=== 原文 ===
トランプと共和党の勝利については、共和党が勝ったというより、民主党が嫌われた結果なのは、さまざまな数字から明らかですね。

民主党のバーニー・サンダースが総括したように、

「労働者のことを忘れた左翼は、負けて当然」

というわけで。


それについては、リチャード・ローティの「大学の左翼」「文化左翼」批判などが引用され、日本でもさまざまに解説されていました。

ローティの議論ふくめ、いわゆるポリコレ左翼が人々に嫌われていたのは、以前からの話で、それについては私もnoteでたくさん書いてきたから、ここでは繰り返しません。


念のために言っておけば、選挙で勝ったからといって、トランプが「正しい」と証明されたわけではない。もちろん。

民主主義で重要なのは、常に正しい選択がなされるかどうかより、その選択の責任が常に国民に共有される、ということですからね。

トランプがこれからおこなう、成功も、失敗も、アメリカ国民が全体として責任を持ってもらわねばならない。その緊張感こそが、民主主義の取り柄ですから。


私は、トランプの移民政策には懐疑的です。アメリカは移民の国のくせに、トランプが「自国ファースト」で移民を締め出し始めたら、その影響はすぐこっちに跳ね返ってくる、ということもある。

それに、日本人はなぜか、移民の立場に立たず、自分たちは「移民される側」と決めてかかってるけど、かつては日本人もアメリカに移民して、さんざん差別されたわけですから。

日本では移民問題について、もっとバランスの取れた議論を始めるべきですが、日本の政治家は、いずれにせよトランプのような明確な主張はせず、議論を避け続けているのは困ったことです。
===
▶ _課題一覧_:
**1)** 米大統領選をめぐる文章のうち、「ローティの議論ふくめ、いわゆ」から「ってくる、ということもある。」までを一字一句変えずに出力してください。
**2)** 米大統領選をめぐる文章の最後の文に続けて、その先を書き進めてください。
=== 掲載データ ===
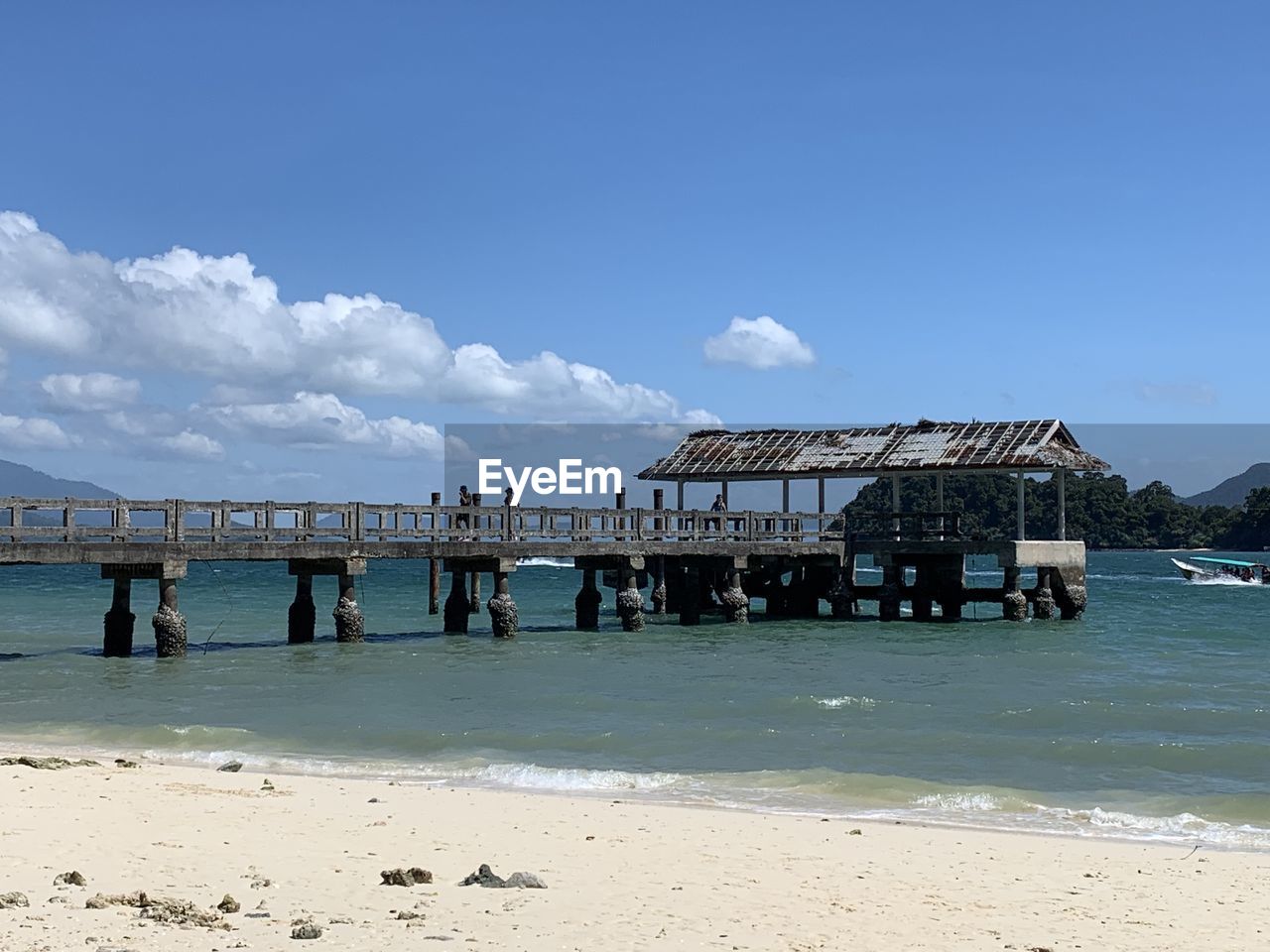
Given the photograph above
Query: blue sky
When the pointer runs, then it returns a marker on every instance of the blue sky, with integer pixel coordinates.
(994, 209)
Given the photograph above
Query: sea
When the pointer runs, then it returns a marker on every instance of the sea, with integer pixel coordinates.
(1148, 719)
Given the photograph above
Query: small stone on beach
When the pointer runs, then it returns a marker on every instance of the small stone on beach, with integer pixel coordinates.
(405, 878)
(307, 930)
(484, 876)
(524, 881)
(45, 763)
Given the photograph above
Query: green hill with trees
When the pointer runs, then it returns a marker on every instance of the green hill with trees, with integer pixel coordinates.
(1100, 509)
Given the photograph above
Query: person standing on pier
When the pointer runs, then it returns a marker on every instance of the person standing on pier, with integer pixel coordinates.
(508, 502)
(465, 498)
(717, 507)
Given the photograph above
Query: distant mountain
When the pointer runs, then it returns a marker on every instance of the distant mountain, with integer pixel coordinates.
(1236, 489)
(18, 480)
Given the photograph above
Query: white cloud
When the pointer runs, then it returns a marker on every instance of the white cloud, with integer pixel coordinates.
(33, 433)
(760, 343)
(191, 445)
(217, 318)
(77, 393)
(322, 420)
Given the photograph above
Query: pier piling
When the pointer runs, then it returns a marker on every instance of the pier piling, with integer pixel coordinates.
(585, 604)
(119, 621)
(457, 604)
(889, 595)
(658, 594)
(434, 585)
(690, 599)
(168, 622)
(1014, 603)
(349, 624)
(1043, 602)
(735, 602)
(630, 602)
(303, 615)
(502, 610)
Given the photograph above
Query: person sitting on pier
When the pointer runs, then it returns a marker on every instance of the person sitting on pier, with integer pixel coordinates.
(717, 507)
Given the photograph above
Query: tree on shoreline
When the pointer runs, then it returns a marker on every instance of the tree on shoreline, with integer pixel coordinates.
(1100, 509)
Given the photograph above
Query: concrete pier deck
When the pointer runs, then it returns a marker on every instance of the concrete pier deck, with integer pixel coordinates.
(690, 560)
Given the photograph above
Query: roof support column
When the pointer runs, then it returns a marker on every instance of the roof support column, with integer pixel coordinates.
(785, 504)
(1023, 530)
(679, 503)
(820, 494)
(1061, 480)
(939, 500)
(894, 503)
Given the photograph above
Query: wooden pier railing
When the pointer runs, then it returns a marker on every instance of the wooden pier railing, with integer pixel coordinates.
(186, 521)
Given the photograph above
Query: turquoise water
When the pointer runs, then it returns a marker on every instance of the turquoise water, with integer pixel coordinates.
(1151, 717)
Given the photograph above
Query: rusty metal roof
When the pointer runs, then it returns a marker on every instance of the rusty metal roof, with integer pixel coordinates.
(867, 451)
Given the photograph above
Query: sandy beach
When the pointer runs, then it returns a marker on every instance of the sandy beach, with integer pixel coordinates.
(619, 874)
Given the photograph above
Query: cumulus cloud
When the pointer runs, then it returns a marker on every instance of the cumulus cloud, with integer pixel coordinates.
(760, 343)
(33, 433)
(191, 445)
(217, 318)
(322, 420)
(75, 393)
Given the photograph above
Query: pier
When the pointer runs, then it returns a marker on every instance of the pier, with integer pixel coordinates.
(689, 561)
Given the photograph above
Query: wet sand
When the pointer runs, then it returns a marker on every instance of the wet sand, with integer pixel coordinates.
(620, 874)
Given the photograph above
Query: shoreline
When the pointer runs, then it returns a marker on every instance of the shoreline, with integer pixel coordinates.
(620, 873)
(670, 788)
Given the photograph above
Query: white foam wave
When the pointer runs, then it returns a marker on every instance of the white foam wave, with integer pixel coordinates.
(567, 779)
(959, 801)
(1003, 811)
(864, 703)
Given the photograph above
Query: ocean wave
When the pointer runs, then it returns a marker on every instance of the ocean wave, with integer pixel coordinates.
(812, 791)
(864, 703)
(566, 779)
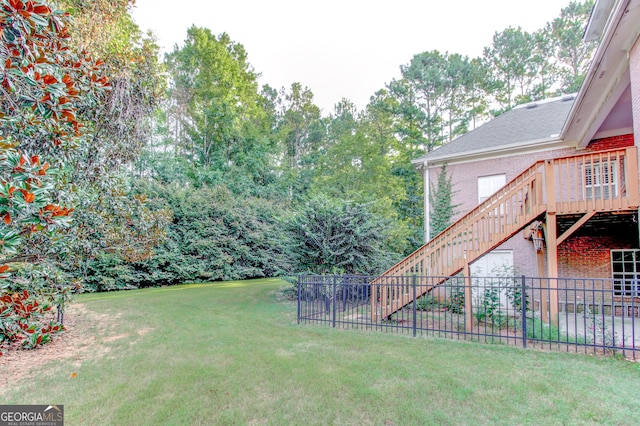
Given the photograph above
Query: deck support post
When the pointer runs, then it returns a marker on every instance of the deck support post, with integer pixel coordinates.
(552, 267)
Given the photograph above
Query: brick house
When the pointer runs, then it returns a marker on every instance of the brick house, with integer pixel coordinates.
(563, 172)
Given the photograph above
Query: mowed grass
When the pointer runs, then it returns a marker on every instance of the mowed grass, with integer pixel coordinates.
(231, 353)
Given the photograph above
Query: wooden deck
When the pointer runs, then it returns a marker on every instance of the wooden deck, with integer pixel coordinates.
(586, 184)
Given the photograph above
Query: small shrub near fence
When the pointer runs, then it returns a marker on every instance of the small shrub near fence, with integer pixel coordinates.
(590, 315)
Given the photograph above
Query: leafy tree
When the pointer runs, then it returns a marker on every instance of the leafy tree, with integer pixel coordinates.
(572, 55)
(44, 90)
(441, 202)
(333, 236)
(216, 88)
(214, 235)
(510, 58)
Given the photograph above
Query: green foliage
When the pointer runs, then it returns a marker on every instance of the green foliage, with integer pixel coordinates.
(440, 198)
(213, 236)
(331, 236)
(23, 321)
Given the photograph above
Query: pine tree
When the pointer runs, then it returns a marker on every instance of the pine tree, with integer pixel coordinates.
(442, 206)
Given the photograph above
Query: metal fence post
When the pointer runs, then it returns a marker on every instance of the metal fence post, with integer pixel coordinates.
(415, 310)
(335, 278)
(523, 303)
(299, 307)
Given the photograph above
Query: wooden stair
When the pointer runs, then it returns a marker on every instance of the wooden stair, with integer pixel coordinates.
(564, 185)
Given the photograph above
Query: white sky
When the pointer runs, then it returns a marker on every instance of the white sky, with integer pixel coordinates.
(342, 48)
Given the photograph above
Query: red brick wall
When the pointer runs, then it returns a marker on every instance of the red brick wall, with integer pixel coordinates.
(465, 175)
(589, 256)
(613, 142)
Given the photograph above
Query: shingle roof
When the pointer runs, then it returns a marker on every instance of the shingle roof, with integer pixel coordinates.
(528, 122)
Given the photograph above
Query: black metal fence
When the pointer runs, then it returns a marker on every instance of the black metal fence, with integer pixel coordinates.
(581, 315)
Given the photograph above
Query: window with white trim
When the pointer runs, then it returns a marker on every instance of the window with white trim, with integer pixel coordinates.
(625, 266)
(489, 185)
(600, 180)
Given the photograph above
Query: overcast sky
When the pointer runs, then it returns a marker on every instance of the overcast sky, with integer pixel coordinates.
(342, 48)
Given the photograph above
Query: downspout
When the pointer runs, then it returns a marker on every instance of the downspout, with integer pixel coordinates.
(427, 206)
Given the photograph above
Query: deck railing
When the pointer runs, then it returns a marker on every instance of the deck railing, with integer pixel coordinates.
(603, 181)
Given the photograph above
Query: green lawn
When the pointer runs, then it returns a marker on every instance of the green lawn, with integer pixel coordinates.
(231, 353)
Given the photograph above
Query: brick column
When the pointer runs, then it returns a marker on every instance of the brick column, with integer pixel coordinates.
(634, 71)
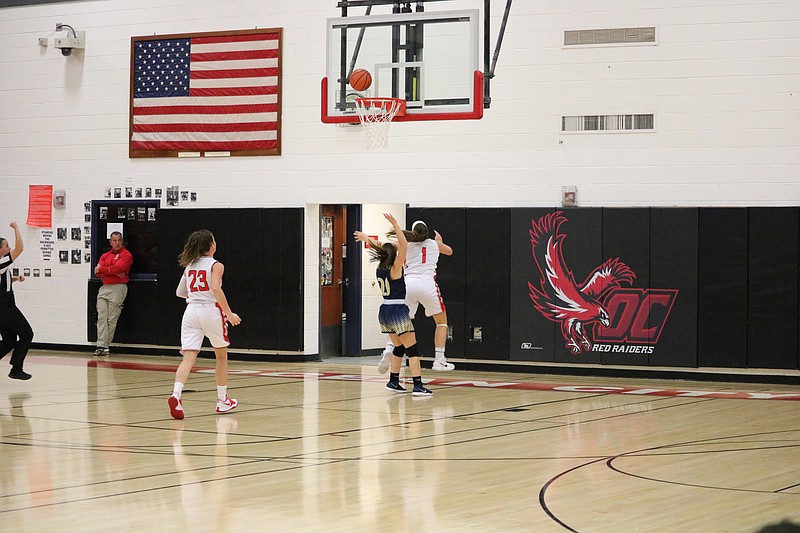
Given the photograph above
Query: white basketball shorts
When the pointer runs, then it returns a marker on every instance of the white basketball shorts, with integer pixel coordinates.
(203, 320)
(425, 291)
===
▶ _解答一覧_:
**1)**
ローティの議論ふくめ、いわゆるポリコレ左翼が人々に嫌われていたのは、以前からの話で、それについては私もnoteでたくさん書いてきたから、ここでは繰り返しません。


念のために言っておけば、選挙で勝ったからといって、トランプが「正しい」と証明されたわけではない。もちろん。

民主主義で重要なのは、常に正しい選択がなされるかどうかより、その選択の責任が常に国民に共有される、ということですからね。

トランプがこれからおこなう、成功も、失敗も、アメリカ国民が全体として責任を持ってもらわねばならない。その緊張感こそが、民主主義の取り柄ですから。


私は、トランプの移民政策には懐疑的です。アメリカは移民の国のくせに、トランプが「自国ファースト」で移民を締め出し始めたら、その影響はすぐこっちに跳ね返ってくる、ということもある。

**2)**
トランプ支持者は「低学歴」


それはともかく、私が問題にしたいのは、やっぱりメディアのことです。

トランプは、この点でも明確で、「メディアは敵だ」と主張してきた。

彼が約2年前、ノースキャロライナ州での大統領選立ち上げの演説でも、「自分はメディアと闘う!」と宣言して、大喝采を浴びていたことは、noteの記事(2023年1月30日付)に書いた。

トランプが権力に返り咲き、アメリカのメディアは変わるのか、あるいは、より「かたくな」になるのか、も注目です。


選挙が終わって話題になったのは、トランプに投票したのは「低学歴」が多い、という報道でした。


大学の学位がある人のうち57%がハリス氏、学位のない人は54%がトランプ氏を支持した。性別や学歴で投票先が分かれる傾向が浮き彫りになった。
(東京新聞 2024/11/6)


それについて、

普段は差別反対と言ってるメディアが、こういう報道をしている。差別だ。


という声がありましたが、


いや、この報道を差別だと思うことが、差別だ。


という声もあった。後者が正しいですね。


世の中には、学歴のある人もない人もいる。学歴のない人からより支持されたからといって不名誉なわけはない。

事実は事実です。

そして、その事実から、「高学歴の人の方が正しい」という結論はみちびけない。


しかし、ポリコレ左翼が暗黙の前提としているのが、この「高学歴の人の方が正しい」というテーゼです。

だから、エリート主義で、嫌われる。

今のメディアの人間は、ほぼ全員が高学歴だから、しぜんに「高学歴の意見が正しい」と思い込んでいる。

だから、レガシー・メディアは、エリート・メディアとも言われる。

でも、エリートが正しいということにはなりません。


インテリは間違えるーーマルクス主義の教訓


日本は、このことを、アメリカよりも知っているはずだと思うんです。

日本は、アメリカよりも、戦後、マルクス主義の思想的影響を強く受けた。

高学歴者、大学は、ほぼすべてマルクス主義に染まりました。

頭のいい人は、みんな左翼になった。というか、頭がよければ、左翼にならないとおかしい、マルクス主義者にならないとおかしい、くらいに思われた。


日本でマルクス主義が最初に流行したのは、明治の終わりから昭和の初めですね。

そのころも、日本のインテリはマルクスに染まった。(アナーキズムも同様に流行ったけど)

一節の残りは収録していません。